■ Task objective
Update the listing below by replacing "set one marker" with "place a single pin" everywhere it occurs, and leave every other word unchanged.

■ Given records

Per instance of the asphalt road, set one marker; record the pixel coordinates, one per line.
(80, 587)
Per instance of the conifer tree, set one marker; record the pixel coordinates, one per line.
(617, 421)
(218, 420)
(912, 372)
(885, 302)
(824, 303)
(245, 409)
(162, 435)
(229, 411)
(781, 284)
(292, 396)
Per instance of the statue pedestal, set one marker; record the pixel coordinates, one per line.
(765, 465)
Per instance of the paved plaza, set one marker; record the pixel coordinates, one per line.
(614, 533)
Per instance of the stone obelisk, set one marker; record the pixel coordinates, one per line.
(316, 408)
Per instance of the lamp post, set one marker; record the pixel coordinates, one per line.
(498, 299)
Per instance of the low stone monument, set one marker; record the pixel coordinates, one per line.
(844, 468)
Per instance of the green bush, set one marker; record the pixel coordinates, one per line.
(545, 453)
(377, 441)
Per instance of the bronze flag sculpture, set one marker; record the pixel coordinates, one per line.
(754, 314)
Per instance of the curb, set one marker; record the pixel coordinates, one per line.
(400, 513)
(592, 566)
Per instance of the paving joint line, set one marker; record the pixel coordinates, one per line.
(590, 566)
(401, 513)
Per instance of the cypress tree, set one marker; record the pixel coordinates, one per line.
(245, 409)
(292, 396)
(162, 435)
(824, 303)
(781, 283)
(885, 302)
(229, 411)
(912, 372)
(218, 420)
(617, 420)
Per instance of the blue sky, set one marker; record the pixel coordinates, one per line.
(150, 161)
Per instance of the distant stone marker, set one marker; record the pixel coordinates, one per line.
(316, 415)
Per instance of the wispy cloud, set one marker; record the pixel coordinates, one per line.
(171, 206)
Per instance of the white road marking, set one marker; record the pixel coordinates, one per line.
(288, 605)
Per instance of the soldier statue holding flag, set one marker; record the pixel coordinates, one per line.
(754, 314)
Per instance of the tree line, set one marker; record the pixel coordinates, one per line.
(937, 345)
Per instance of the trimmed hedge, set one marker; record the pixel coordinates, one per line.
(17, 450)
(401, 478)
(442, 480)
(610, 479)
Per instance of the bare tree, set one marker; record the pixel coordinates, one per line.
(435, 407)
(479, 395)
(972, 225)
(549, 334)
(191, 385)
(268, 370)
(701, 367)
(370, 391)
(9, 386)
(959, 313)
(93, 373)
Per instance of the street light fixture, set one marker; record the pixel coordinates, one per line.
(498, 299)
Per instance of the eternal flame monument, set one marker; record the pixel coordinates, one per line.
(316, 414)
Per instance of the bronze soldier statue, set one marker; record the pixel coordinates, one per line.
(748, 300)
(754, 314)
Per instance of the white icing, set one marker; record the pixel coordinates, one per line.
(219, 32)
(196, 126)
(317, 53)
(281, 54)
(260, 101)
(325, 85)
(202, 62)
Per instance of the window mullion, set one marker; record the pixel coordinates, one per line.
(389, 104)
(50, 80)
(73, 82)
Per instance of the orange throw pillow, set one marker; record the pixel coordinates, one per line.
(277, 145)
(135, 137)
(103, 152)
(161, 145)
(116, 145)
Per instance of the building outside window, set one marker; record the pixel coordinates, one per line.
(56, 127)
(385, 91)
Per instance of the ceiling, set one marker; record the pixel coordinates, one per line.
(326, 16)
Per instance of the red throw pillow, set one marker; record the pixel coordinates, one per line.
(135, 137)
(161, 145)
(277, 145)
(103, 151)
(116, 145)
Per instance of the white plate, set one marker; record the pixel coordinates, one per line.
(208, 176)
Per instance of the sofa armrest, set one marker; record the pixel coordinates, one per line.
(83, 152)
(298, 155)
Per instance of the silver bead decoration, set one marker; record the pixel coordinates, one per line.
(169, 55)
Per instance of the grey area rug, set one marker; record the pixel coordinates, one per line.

■ Response
Per instance of the asphalt road, place a single pin; record the pixel coordinates, one per line.
(80, 587)
Per instance of the conifer tree, place a single pin; record the pixel coordinates, one per line.
(617, 421)
(218, 420)
(912, 372)
(885, 302)
(824, 303)
(245, 409)
(162, 435)
(229, 411)
(781, 284)
(292, 396)
Per instance of the statue pedestal, place a single pin; record the pixel coordinates, one per line.
(765, 465)
Per instance of the paved plaza, place a single pin; record the pixel coordinates, one per line.
(614, 533)
Per instance of the stone obelisk, place a single pin; record the pixel coordinates, one per line.
(316, 408)
Per instance of the lamp post, place a single pin; record the pixel coordinates, one per line.
(498, 299)
Per instance of the low stone monument, place a single pin; record the pixel coordinates, one per line.
(844, 468)
Per instance of the green bush, place a single pin; record the pixel coordinates, one per line.
(545, 453)
(377, 441)
Per instance of the bronze flag sculpture, place a single pin; record the pixel coordinates, one per line.
(754, 314)
Per instance of the curb, place a single pin; record the pixel coordinates, one per line.
(400, 513)
(592, 566)
Per instance of the paving joint line, place a single pin; record the pixel coordinates, one per line.
(590, 566)
(401, 513)
Per instance of the cypress tree, place a single pin; record the pixel coordinates, one per line.
(245, 409)
(292, 396)
(162, 435)
(824, 303)
(781, 283)
(885, 302)
(229, 411)
(912, 372)
(218, 420)
(617, 420)
Per instance of the blue sky, place a single pin; record the pixel coordinates, one per line.
(150, 161)
Per instance of the distant stone marker, place a single pin; record the pixel coordinates, one per line.
(316, 415)
Per instance of the wispy cloud, place a single pin; record the pixel coordinates, one per line.
(171, 206)
Per instance of the white road marking, place a single pin; record the pixel coordinates, one per line.
(288, 605)
Per instance of the soldier statue holding flag, place a single pin; record the pixel coordinates, one per line.
(754, 314)
Per instance of the tree line, place a single pin; record the pixel coordinates, one per line.
(937, 345)
Per instance of the trimmed hedge, place a single pin; record the pixel coordinates, one per line.
(17, 450)
(401, 478)
(442, 480)
(610, 479)
Per instance of the bare tree, place a single pin; record the pixel coordinates, one per line.
(435, 407)
(479, 395)
(972, 225)
(549, 334)
(191, 385)
(268, 370)
(701, 367)
(370, 391)
(9, 386)
(959, 313)
(93, 373)
Per instance of the street light fixture, place a single pin; record the pixel coordinates, one per line.
(498, 299)
Per instance of the eternal flame monument, place a single pin; record the pixel coordinates, one per line.
(316, 414)
Per instance of the bronze soldier statue, place a single pin; record the pixel coordinates, one per line.
(748, 300)
(754, 314)
Per instance of the white icing, place a single pin; record the pixel coordinates, one per line.
(219, 32)
(196, 126)
(317, 53)
(281, 54)
(260, 101)
(325, 85)
(202, 62)
Per instance of the window mullion, place a single pin; record the pixel coordinates, one per line.
(389, 104)
(50, 80)
(73, 82)
Per instance of the orange throw pillow, place a single pin; record the pixel coordinates, one per line.
(277, 145)
(135, 137)
(103, 152)
(161, 145)
(116, 145)
Per instance of the building outside window, place a single pin; record the pixel coordinates, one per line.
(56, 127)
(385, 91)
Per instance of the ceiling, place a single pin; record the pixel coordinates, one per line.
(326, 16)
Per instance of the red throw pillow, place a single pin; record the pixel coordinates, one per line.
(135, 137)
(161, 145)
(277, 145)
(103, 151)
(116, 145)
Per instance of the white plate, place a single pin; record the pixel coordinates, one per line.
(208, 176)
Per instance of the sofa armrest, place a single pin; record the pixel coordinates, one per line.
(83, 152)
(298, 155)
Per instance of the silver bead decoration, place a single pin; record the pixel coordinates, one per line.
(169, 55)
Per instance of the grey area rug, place a single pin; record the pixel coordinates, one per line.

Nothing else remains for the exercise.